Request —
Output every line of the rows below as a JSON list of strings, one string per line, leaving out blank lines.

Extracted information —

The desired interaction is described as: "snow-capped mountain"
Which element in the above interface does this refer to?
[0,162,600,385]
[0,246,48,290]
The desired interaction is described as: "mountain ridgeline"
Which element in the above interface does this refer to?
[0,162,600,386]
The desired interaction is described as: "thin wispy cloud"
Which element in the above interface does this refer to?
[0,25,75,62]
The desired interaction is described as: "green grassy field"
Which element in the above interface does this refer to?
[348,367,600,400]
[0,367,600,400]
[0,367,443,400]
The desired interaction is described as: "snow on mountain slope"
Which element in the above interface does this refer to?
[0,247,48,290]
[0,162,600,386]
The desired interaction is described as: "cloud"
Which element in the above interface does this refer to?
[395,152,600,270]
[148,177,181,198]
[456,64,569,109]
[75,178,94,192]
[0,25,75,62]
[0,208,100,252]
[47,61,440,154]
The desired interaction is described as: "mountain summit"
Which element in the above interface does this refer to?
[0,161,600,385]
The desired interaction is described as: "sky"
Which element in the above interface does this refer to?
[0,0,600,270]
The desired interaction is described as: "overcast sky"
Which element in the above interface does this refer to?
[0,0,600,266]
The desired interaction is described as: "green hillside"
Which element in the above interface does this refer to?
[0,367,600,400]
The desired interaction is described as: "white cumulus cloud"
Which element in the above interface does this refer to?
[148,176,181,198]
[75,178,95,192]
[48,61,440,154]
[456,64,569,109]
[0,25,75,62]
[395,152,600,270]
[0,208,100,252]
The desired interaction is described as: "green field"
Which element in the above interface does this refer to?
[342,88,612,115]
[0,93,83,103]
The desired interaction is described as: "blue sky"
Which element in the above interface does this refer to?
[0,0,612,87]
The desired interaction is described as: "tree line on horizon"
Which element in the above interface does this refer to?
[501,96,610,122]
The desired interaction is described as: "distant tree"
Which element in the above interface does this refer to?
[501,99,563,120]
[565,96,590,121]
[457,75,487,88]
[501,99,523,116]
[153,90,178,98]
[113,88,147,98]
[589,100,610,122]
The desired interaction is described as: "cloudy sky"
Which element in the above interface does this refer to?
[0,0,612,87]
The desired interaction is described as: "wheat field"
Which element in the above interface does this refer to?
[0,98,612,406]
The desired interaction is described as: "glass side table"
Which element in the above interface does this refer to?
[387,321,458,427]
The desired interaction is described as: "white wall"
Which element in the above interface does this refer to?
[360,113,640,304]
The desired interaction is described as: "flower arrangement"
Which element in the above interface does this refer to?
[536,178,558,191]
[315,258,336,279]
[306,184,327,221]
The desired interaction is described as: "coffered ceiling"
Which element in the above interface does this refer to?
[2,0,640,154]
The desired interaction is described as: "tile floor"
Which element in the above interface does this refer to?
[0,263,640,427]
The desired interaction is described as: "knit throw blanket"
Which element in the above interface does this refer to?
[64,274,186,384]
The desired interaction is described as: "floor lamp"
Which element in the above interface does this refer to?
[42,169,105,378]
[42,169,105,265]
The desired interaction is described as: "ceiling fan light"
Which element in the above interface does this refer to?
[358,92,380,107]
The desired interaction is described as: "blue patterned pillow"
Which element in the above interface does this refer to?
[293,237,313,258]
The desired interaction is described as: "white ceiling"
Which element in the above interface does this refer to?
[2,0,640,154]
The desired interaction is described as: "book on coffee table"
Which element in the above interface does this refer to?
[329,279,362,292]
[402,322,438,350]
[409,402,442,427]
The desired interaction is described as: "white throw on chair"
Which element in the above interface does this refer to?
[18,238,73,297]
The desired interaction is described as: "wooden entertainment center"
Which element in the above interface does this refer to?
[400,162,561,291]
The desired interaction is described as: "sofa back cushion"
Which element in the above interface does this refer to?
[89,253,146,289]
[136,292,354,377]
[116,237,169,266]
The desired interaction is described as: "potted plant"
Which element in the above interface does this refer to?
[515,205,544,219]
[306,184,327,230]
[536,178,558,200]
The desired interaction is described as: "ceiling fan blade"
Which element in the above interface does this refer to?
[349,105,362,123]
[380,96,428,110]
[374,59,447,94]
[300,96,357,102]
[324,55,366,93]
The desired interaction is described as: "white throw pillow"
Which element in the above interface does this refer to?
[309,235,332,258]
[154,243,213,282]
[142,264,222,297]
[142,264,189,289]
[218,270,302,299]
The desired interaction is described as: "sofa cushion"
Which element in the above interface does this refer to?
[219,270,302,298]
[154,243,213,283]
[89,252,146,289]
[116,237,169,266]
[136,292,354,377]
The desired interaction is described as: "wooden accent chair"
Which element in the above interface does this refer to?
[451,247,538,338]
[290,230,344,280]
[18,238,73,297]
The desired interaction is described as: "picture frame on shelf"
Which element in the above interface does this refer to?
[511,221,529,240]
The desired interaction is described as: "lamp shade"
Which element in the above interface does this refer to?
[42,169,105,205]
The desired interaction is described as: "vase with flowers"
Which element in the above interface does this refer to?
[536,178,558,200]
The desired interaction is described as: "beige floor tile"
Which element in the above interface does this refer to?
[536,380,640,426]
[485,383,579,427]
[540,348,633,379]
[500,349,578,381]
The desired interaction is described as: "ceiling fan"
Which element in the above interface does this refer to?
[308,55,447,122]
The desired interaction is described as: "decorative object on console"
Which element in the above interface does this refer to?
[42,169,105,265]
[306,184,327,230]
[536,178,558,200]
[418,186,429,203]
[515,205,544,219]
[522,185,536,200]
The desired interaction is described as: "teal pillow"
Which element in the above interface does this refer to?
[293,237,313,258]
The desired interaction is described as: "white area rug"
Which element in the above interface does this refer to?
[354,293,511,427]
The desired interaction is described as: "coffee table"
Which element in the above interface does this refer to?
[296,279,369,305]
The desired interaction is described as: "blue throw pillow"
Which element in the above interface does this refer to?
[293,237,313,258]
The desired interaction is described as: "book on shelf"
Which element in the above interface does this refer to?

Exercise solution —
[
  "The desired interaction is described as: \"snow-capped mountain\"",
  "Which element in the above interface does this refer to?",
  "[0,162,600,385]",
  "[0,246,48,290]",
  "The desired interaction is described as: \"mountain ridgeline\"",
  "Which element in the above interface does this refer to?",
  "[0,162,600,386]",
  "The desired interaction is described as: \"thin wispy cloud\"",
  "Which element in the above interface does this refer to?",
  "[0,25,75,62]",
  "The desired interaction is described as: \"green grassy field\"",
  "Which element in the above interface does this refer to?",
  "[348,367,600,400]",
  "[0,367,600,400]",
  "[0,367,443,400]",
  "The desired interaction is described as: \"snow on mountain slope\"",
  "Which element in the above interface does this refer to?",
  "[0,247,48,290]",
  "[0,162,600,386]",
  "The desired interaction is described as: \"cloud\"",
  "Which element in the above interface does this refer to?",
  "[395,152,600,270]",
  "[148,177,181,198]",
  "[456,64,569,109]",
  "[75,178,94,192]",
  "[0,25,75,62]",
  "[0,208,100,252]",
  "[47,61,440,154]",
  "The desired interaction is described as: \"mountain summit\"",
  "Which element in the above interface does this refer to?",
  "[0,161,600,385]",
  "The desired interaction is described as: \"sky\"",
  "Which element in the above interface does this refer to?",
  "[0,0,600,270]",
  "The desired interaction is described as: \"overcast sky\"",
  "Which element in the above interface does this refer to?",
  "[0,0,600,266]",
  "The desired interaction is described as: \"green hillside\"",
  "Which element in the above interface does this refer to?",
  "[0,367,600,400]",
  "The desired interaction is described as: \"white cumulus cloud\"",
  "Which element in the above interface does this refer to?",
  "[148,176,181,198]",
  "[75,178,95,192]",
  "[48,61,440,154]",
  "[456,64,569,109]",
  "[0,25,75,62]",
  "[395,152,600,270]",
  "[0,208,100,252]",
  "The desired interaction is described as: \"green field\"",
  "Which element in the above interface does this refer to?",
  "[342,88,612,115]",
  "[0,93,83,103]",
  "The desired interaction is described as: \"blue sky\"",
  "Which element in the above interface does this refer to?",
  "[0,0,612,87]",
  "The desired interaction is described as: \"tree line on horizon\"",
  "Which element in the above interface does this refer to?",
  "[501,96,610,122]",
  "The desired interaction is described as: \"distant tree\"",
  "Which element in the above interface does this refer to?",
  "[501,99,563,120]",
  "[565,96,590,121]",
  "[457,75,487,88]",
  "[501,99,523,116]",
  "[153,90,178,98]",
  "[113,88,147,98]",
  "[589,100,610,122]",
  "The desired interaction is described as: \"cloudy sky\"",
  "Which element in the above interface does this refer to?",
  "[0,0,612,87]",
  "The desired interaction is described as: \"wheat field\"",
  "Which element in the above interface does this refer to?",
  "[0,98,612,406]",
  "The desired interaction is described as: \"glass side table\"",
  "Which element in the above interface does this refer to?",
  "[387,321,458,427]",
  "The desired interaction is described as: \"white wall\"",
  "Which element in the above interface does this refer to?",
  "[360,113,640,304]",
  "The desired interaction is described as: \"flower arrangement\"",
  "Which element in the above interface does this refer to?",
  "[536,178,558,191]",
  "[315,258,336,279]",
  "[306,184,327,221]",
  "The desired interaction is described as: \"coffered ceiling\"",
  "Which element in the above interface does this refer to?",
  "[2,0,640,154]",
  "The desired interaction is described as: \"tile floor\"",
  "Which element in the above interface does this refer to?",
  "[0,263,640,427]",
  "The desired interaction is described as: \"knit throw blanket\"",
  "Which element in the above interface does this refer to?",
  "[64,274,186,384]",
  "The desired interaction is described as: \"floor lamp\"",
  "Which element in the above interface does this refer to?",
  "[42,169,105,378]",
  "[42,169,105,265]",
  "The desired interaction is described as: \"ceiling fan light\"",
  "Which element in the above interface does this refer to?",
  "[358,92,380,107]",
  "The desired interaction is described as: \"blue patterned pillow\"",
  "Which element in the above interface does this refer to?",
  "[293,237,313,258]",
  "The desired interaction is described as: \"white ceiling\"",
  "Which element in the above interface does this refer to?",
  "[2,0,640,154]",
  "The desired interaction is described as: \"book on coffee table\"",
  "Which element in the above interface does this refer to?",
  "[329,279,362,292]",
  "[402,322,438,350]",
  "[409,402,442,427]",
  "The desired interaction is described as: \"white throw on chair\"",
  "Which element in the above interface does this refer to?",
  "[18,238,73,297]",
  "The desired interaction is described as: \"wooden entertainment center\"",
  "Which element in the above interface does this refer to?",
  "[400,162,561,291]",
  "The desired interaction is described as: \"sofa back cushion\"",
  "Which element in the above interface does this refer to?",
  "[89,253,146,289]",
  "[136,292,354,377]",
  "[116,237,169,266]",
  "The desired interaction is described as: \"potted plant\"",
  "Which element in the above interface does this refer to?",
  "[515,205,544,219]",
  "[306,184,327,230]",
  "[536,178,558,200]",
  "The desired interaction is described as: \"ceiling fan blade\"",
  "Which element in the above interface does this refer to?",
  "[349,105,362,123]",
  "[380,96,428,110]",
  "[374,59,447,94]",
  "[300,96,357,102]",
  "[324,55,366,93]",
  "The desired interaction is described as: \"white throw pillow\"",
  "Which element in the above interface does this refer to?",
  "[309,235,332,258]",
  "[154,243,213,282]",
  "[142,264,222,297]",
  "[142,264,189,289]",
  "[218,270,302,299]",
  "The desired interaction is described as: \"sofa cushion\"",
  "Which element in the above interface does this refer to?",
  "[219,270,302,298]",
  "[154,243,213,283]",
  "[89,252,146,289]",
  "[116,237,169,266]",
  "[136,292,354,377]",
  "The desired interaction is described as: \"wooden accent chair\"",
  "Which element in the above interface does this refer to?",
  "[451,247,538,338]",
  "[290,230,344,280]",
  "[18,238,73,297]",
  "The desired interaction is described as: \"picture frame on shelf\"",
  "Which element in the above interface does this refer to?",
  "[511,221,529,240]",
  "The desired interaction is described as: \"lamp shade\"",
  "Which element in the above interface does this refer to?",
  "[42,169,105,205]",
  "The desired interaction is described as: \"vase with flowers\"",
  "Which element in the above interface does this refer to?",
  "[536,178,558,200]",
  "The desired interaction is described as: \"beige floor tile\"",
  "Which element in the above interface does this refer to?",
  "[536,380,640,426]",
  "[485,383,579,427]",
  "[540,348,633,379]",
  "[500,349,578,381]",
  "The desired interaction is described as: \"ceiling fan\"",
  "Which element in the above interface does this refer to?",
  "[308,55,447,122]",
  "The desired interaction is described as: \"decorative object on console\"",
  "Which element in the above interface does this refer to?",
  "[42,169,105,265]",
  "[306,184,327,230]",
  "[536,178,558,200]",
  "[418,186,429,203]",
  "[515,205,544,219]",
  "[522,185,536,200]",
  "The desired interaction is described as: \"teal pillow\"",
  "Which element in the above interface does this refer to?",
  "[293,237,313,258]",
  "The desired interaction is described as: \"white area rug\"",
  "Which element in the above interface does this refer to?",
  "[354,293,511,427]",
  "The desired interaction is described as: \"coffee table\"",
  "Which element in the above interface does this refer to?",
  "[296,279,369,305]",
  "The desired interaction is described as: \"blue throw pillow\"",
  "Which element in the above interface does this refer to?",
  "[293,237,313,258]",
  "The desired interaction is described as: \"book on shelf\"",
  "Which element in the above interface does this refer to?"
]